▶ 原文摘录:
分配region分为两个情况,一种是只需要分配的region不为0,则为mater宕机情况A,反之为正常情况B

   A:processDeadServersAndRecoverLostRegions();

   B:cleanoutUnassigned();

      assignAllUserRegions();

 

 分支A:方法processDeadServersAndRecoverLostRegions

遍历所有所有不在线上的region server,以及他的region

1.1判断region是否在zk上,若不在则表示region已经被一起在线的region server所处理

1.2若存在,则继续判断当前region是否需要分配

  1.2.1region是disabled table的,则不需要处理

  1.2.2region是splited region,则须要处理子region,若他的两个子region丢失,则在meta表上注册子region

1.3若需要分配region,调用方法createOrForceNodeOffline,给region设置watch

private void processDeadServersAndRecoverLostRegions(
      Map<ServerName, List<Pair<HRegionInfo, Result>>> deadServers,
      List<String> nodes) throws IOException, KeeperException {
    if (null != deadServers) {
      Set<ServerName> actualDeadServers = this.serverManager.getDeadServers();
      for (Map.Entry<ServerName, List<Pair<HRegionInfo, Result>>> deadServer : 
        deadServers.entrySet()) {
        // skip regions of dead servers because SSH will process regions during rs expiration.
        // see HBASE-5916
        if (actualDeadServers.contains(deadServer.getKey())) {
          for (Pair<HRegionInfo, Result> deadRegion : deadServer.getValue()) {
            nodes.remove(deadRegion.getFirst().getEncodedName());
          }
          continue;
        }
        List<Pair<HRegionInfo, Result>> regions = deadServer.getValue();
        for (Pair<HRegionInfo, Result> region : regions) {
          HRegionInfo regionInfo = region.getFirst();
          Result result = region.getSecond();
          // If region was in transition (was in zk) force it offline for
          // reassign
          try {
            RegionTransitionData data = ZKAssign.getData(watcher,
                regionInfo.getEncodedName());

            // If zk node of this region has been updated by a live server,
            // we consider that this region is being handled.
            // So we should skip it and process it in
            // processRegionsInTransition.
            if (data != null && data.getOrigin() != null && 
                serverManager.isServerOnline(data.getOrigin())) {
              LOG.info("The region " + regionInfo.getEncodedName()
                  + "is being handled on " + data.getOrigin());
              continue;
            }
            // Process with existing RS shutdown code
            boolean assign = ServerShutdownHandler.processDeadRegion(
                regionInfo, result, this, this.catalogTracker);
            if (assign) {
              ZKAssign.createOrForceNodeOffline(watcher, regionInfo,
                  master.getServerName());
              if (!nodes.contains(regionInfo.getEncodedName())) {
                nodes.add(regionInfo.getEncodedName());
              }
            }
          } catch (KeeperException.NoNodeException nne) {
            // This is fine
          }
        }
      }
    }

 之后对需要分配的region,进入RIT工作流,调用方法processRegionsInTransition

RIT流程,贴一个RIT流程分析的帖子http://blog.csdn.net/shenxiaoming77/article/details/18360199

   

void processRegionsInTransition(final RegionTransitionData data,
      final HRegionInfo regionInfo,
      final Map<ServerName, List<Pair<HRegionInfo, Result>>> deadServers,
      int expectedVersion)

▶ 已存数据行:
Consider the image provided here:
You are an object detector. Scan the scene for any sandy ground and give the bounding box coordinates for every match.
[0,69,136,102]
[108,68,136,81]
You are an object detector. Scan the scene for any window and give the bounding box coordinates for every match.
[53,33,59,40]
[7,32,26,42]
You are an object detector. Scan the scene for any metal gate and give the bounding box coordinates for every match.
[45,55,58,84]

▶ 题目:
**a.** 把原文摘录里从包含“之后对需要分配的region”的那句开头、到“int expectedVersion)”结尾的这一段，原样抄下来。
**b.** 把已存数据行里的每一行都一字不改地重复一遍。
原文摘录跟这些数据行来源不一样。

▶ 正确答案:
**a.**
之后对需要分配的region,进入RIT工作流,调用方法processRegionsInTransition

RIT流程,贴一个RIT流程分析的帖子http://blog.csdn.net/shenxiaoming77/article/details/18360199

   

void processRegionsInTransition(final RegionTransitionData data,
      final HRegionInfo regionInfo,
      final Map<ServerName, List<Pair<HRegionInfo, Result>>> deadServers,
      int expectedVersion)

**b.**
Consider the image provided here:
You are an object detector. Scan the scene for any sandy ground and give the bounding box coordinates for every match.
[0,69,136,102]
[108,68,136,81]
You are an object detector. Scan the scene for any window and give the bounding box coordinates for every match.
[53,33,59,40]
[7,32,26,42]
You are an object detector. Scan the scene for any metal gate and give the bounding box coordinates for every match.
[45,55,58,84]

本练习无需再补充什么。